TASK OBJECTIVE
Rescale everything from the start of the rows down to the line containing "416], [88, 137]]", inclusive, and reproduce those lines in full with the requests. Multiply each polygon coordinate in the answers by 0.5 and round to whole numbers with halves going up, but leave the numbers in the requests and their format samples unchanged.

STORED RECORDS
※
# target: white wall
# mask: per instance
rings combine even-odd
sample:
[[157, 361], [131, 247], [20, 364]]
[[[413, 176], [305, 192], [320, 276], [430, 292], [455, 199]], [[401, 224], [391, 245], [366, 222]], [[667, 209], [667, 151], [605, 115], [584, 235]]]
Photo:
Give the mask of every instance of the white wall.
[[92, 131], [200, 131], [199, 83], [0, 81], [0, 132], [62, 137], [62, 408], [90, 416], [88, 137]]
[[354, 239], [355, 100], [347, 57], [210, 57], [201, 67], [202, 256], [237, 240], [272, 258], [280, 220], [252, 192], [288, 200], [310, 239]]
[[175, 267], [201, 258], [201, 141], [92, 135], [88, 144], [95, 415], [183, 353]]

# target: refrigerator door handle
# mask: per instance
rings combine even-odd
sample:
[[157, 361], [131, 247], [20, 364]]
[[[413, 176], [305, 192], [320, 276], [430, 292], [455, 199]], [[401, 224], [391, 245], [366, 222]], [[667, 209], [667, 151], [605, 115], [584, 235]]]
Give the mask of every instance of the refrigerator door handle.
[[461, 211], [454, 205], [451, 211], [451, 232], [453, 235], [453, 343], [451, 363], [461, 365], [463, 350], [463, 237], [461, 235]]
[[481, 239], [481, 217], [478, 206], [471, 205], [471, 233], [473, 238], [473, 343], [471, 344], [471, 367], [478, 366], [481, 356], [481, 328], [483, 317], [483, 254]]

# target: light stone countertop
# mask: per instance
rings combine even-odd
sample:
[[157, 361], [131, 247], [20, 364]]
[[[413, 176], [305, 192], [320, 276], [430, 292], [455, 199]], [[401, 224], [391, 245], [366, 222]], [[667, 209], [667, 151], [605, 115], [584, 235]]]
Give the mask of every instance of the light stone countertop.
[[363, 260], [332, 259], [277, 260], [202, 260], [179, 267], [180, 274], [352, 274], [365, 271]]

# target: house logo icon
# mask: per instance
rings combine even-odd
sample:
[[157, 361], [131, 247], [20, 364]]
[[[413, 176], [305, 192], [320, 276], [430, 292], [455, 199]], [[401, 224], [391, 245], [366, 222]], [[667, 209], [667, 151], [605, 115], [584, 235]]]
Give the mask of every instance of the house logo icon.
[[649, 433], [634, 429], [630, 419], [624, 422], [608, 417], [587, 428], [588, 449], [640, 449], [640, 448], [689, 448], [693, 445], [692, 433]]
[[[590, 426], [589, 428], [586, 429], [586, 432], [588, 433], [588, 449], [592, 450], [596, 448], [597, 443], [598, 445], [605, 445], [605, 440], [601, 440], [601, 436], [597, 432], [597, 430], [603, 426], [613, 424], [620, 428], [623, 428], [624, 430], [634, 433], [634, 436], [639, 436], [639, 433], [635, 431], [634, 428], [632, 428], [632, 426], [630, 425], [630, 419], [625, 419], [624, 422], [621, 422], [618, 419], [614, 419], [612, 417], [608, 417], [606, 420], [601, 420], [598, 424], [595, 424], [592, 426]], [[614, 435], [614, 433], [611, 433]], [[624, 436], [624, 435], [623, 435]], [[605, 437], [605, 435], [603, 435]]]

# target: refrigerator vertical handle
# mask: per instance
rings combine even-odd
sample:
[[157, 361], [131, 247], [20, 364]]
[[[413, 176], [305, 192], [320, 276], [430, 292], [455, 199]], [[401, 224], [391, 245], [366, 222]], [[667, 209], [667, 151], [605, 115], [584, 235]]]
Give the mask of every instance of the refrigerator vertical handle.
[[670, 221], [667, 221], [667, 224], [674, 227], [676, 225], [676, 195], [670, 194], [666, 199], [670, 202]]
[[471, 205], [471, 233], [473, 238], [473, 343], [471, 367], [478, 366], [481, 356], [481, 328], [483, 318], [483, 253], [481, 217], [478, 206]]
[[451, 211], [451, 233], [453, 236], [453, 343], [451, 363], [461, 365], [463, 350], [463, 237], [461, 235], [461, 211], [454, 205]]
※
THE COMPLETED TASK
# target: white wall
# mask: per instance
rings combine even-odd
sample:
[[157, 361], [131, 247], [20, 364]]
[[[413, 176], [305, 192], [320, 276], [430, 292], [455, 199]], [[401, 224], [391, 245], [366, 222]], [[667, 209], [667, 151], [605, 115], [584, 235]]]
Photo:
Give the mask of every instance of the white wall.
[[46, 66], [100, 66], [100, 42], [0, 41], [0, 66], [31, 69], [31, 204], [45, 208], [44, 69]]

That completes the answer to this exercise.